**What to work on:**
Pull out every line in the records below that contains the string "face", and copy each one unchanged.

**The data:**
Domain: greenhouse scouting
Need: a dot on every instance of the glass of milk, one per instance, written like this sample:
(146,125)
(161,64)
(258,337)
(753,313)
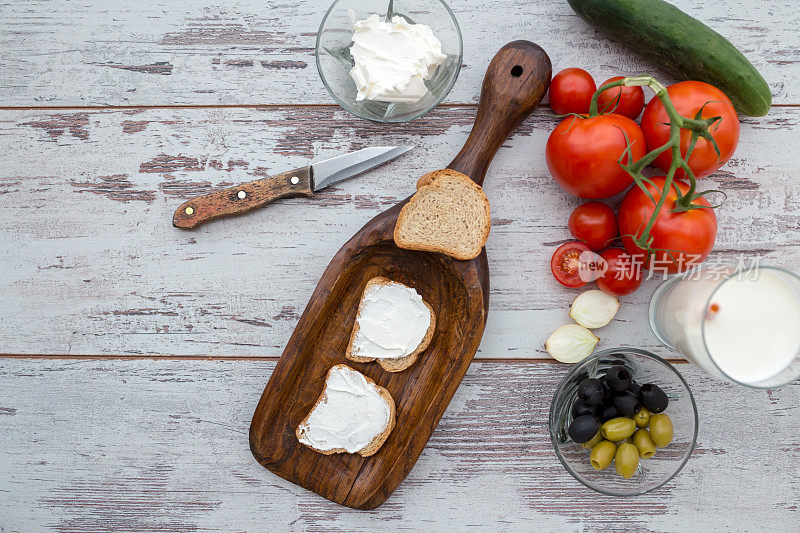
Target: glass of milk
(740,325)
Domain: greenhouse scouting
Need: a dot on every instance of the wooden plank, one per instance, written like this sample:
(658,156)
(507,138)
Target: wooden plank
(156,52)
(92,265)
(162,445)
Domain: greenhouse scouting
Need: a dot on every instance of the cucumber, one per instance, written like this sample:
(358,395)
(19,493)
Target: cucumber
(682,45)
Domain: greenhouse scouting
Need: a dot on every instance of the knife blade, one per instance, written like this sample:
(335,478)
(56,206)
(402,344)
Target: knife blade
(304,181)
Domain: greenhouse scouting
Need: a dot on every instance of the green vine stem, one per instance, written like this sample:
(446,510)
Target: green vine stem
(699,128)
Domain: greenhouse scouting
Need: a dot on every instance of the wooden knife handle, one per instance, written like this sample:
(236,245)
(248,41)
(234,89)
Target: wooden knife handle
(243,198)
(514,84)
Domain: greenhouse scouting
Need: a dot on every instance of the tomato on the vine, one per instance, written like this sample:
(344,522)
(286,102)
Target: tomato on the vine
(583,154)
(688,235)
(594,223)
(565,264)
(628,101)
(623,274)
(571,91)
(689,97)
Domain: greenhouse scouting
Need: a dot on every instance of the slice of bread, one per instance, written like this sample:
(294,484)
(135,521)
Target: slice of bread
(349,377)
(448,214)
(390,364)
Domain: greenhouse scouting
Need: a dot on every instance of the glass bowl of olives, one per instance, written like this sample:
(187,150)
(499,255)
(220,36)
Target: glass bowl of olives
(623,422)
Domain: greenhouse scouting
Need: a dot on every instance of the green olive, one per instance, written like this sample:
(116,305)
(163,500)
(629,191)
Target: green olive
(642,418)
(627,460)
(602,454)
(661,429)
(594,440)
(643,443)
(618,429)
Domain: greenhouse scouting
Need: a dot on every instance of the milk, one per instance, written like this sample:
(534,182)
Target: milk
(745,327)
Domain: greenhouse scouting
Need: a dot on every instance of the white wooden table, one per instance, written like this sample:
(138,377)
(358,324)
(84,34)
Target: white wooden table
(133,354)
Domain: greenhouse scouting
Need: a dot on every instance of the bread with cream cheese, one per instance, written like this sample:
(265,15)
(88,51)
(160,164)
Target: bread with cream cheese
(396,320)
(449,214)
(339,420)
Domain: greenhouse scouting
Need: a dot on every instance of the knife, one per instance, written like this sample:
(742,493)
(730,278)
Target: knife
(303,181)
* * *
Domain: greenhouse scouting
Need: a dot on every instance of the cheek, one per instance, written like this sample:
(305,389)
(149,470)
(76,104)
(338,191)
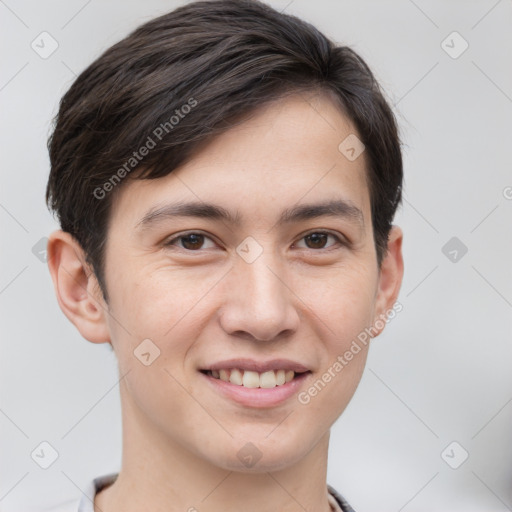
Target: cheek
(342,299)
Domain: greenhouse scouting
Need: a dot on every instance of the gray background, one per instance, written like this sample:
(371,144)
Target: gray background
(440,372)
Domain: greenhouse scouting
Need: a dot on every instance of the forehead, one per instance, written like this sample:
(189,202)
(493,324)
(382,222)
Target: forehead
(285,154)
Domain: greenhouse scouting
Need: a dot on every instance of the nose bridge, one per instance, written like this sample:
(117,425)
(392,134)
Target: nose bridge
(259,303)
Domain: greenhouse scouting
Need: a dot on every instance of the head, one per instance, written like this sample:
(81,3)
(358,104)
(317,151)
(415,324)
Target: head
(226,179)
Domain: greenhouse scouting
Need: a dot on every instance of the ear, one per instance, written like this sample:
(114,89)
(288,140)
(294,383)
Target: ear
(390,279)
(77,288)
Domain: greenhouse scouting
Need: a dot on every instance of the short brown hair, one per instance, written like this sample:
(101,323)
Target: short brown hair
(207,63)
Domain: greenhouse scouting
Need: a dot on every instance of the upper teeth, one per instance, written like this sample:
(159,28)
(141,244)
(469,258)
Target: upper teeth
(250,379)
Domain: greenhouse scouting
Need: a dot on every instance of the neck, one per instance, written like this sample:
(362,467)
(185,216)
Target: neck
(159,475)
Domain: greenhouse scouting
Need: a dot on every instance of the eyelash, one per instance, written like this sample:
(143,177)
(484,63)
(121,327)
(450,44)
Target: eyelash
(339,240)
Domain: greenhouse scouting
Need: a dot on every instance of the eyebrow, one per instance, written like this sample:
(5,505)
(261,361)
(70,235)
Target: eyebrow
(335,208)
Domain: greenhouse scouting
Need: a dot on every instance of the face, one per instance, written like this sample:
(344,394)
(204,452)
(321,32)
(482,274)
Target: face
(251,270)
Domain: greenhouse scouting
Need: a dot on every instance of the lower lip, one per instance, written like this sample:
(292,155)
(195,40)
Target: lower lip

**Task result:**
Need: a dot on every instance of the face, one per instance, written like this sample:
Target: face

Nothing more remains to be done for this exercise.